# TAREAS DEL EJERCICIO:
(1) Resuma en forma de lista el párrafo del texto sobre la memoria que empieza con "La neurología de vanguardia". Conserve sus datos principales.
(2) Reproduzca sin cambios el fragmento del texto sobre la memoria que comienza en "La neurología de" y termina en "mental y emocional.".

# TEXTO EXTRAÍDO:
*-*-*
La neurología de vanguardia ha demostrado que el cerebro humano no está programado para buscar la verdad, sino para sobrevivir. Y para conseguirlo, olvida. Nuestra memoria no es más que una selección minúscula y manipulada de la vida que hemos consumido. La mayoría de nuestros recuerdos habita en el desván de los instintos. Y por eso tenemos cuidado al subir las escaleras o encender fuego porque una vez, no recordamos cuándo, nos caímos o nos quemamos. Otros muchos recuerdos se asientan en la mentira que produce la evocación reiterada. El resto es arrojado a la basura del olvido. Incluidos los traumas que nos despedazaron el corazón por el bien de nuestra sanidad mental y emocional.

Pero hay veces que olvidar resulta imposible. Jamás podré borrar de mi cabeza el grito de desgarro en el primer parto de mi mujer. O la mirada de mi hija recién nacida. Ni la amputación hace un año del dedo anular de mi mano derecha. No porque mi cerebro se niegue aceptar la pérdida. No. Me basta mirar la mano izquierda. Soy asimétrico. Como si hubiera muerto a pedazos, el accidente me ha confirmado el insignificante valor de las piezas mutiladas de nuestro cuerpo. No sé dónde está el dedo que me acompañó durante más de 40 años de mi vida. Quemado. Revuelto con mierda y despojos de hospital. Qué más da. Sólo merece la pena la vida y la memoria.
*-*-*
# DATOS PROPORCIONADOS:
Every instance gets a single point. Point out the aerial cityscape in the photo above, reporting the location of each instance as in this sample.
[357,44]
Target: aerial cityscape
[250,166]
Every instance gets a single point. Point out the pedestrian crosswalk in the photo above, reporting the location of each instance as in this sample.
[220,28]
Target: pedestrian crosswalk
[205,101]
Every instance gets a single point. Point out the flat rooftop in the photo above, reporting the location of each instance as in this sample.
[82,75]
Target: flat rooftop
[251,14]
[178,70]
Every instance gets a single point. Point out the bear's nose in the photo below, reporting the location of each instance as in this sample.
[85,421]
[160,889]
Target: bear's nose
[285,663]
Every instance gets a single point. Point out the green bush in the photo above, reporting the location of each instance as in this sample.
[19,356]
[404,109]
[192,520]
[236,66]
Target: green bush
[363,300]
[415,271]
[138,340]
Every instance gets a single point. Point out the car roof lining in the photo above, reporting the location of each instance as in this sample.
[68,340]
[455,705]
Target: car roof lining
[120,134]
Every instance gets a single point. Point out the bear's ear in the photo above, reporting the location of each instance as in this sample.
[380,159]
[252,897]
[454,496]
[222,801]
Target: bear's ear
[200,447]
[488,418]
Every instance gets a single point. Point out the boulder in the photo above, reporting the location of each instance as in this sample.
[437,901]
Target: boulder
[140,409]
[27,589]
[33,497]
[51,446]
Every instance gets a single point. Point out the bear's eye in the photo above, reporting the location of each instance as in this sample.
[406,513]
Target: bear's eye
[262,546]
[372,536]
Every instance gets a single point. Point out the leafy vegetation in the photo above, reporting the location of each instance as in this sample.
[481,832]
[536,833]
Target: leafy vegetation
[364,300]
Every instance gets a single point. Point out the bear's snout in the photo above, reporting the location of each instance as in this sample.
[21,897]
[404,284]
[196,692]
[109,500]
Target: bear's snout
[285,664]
*-*-*
# RESPUESTAS POR TAREA:
(1)
- Según la neurología de vanguardia, el cerebro humano está programado para sobrevivir, no para buscar la verdad, y para lograrlo olvida.
- La memoria es solo una selección minúscula y manipulada de la vida consumida.
- La mayoría de los recuerdos habita en el desván de los instintos. Por eso tenemos cuidado al subir escaleras o encender fuego: alguna vez nos caímos o nos quemamos.
- Muchos otros recuerdos se asientan en la mentira que produce la evocación reiterada.
- El resto va al olvido, incluidos los traumas, por el bien de la salud mental y emocional.

(2)
La neurología de vanguardia ha demostrado que el cerebro humano no está programado para buscar la verdad, sino para sobrevivir. Y para conseguirlo, olvida. Nuestra memoria no es más que una selección minúscula y manipulada de la vida que hemos consumido. La mayoría de nuestros recuerdos habita en el desván de los instintos. Y por eso tenemos cuidado al subir las escaleras o encender fuego porque una vez, no recordamos cuándo, nos caímos o nos quemamos. Otros muchos recuerdos se asientan en la mentira que produce la evocación reiterada. El resto es arrojado a la basura del olvido. Incluidos los traumas que nos despedazaron el corazón por el bien de nuestra sanidad mental y emocional.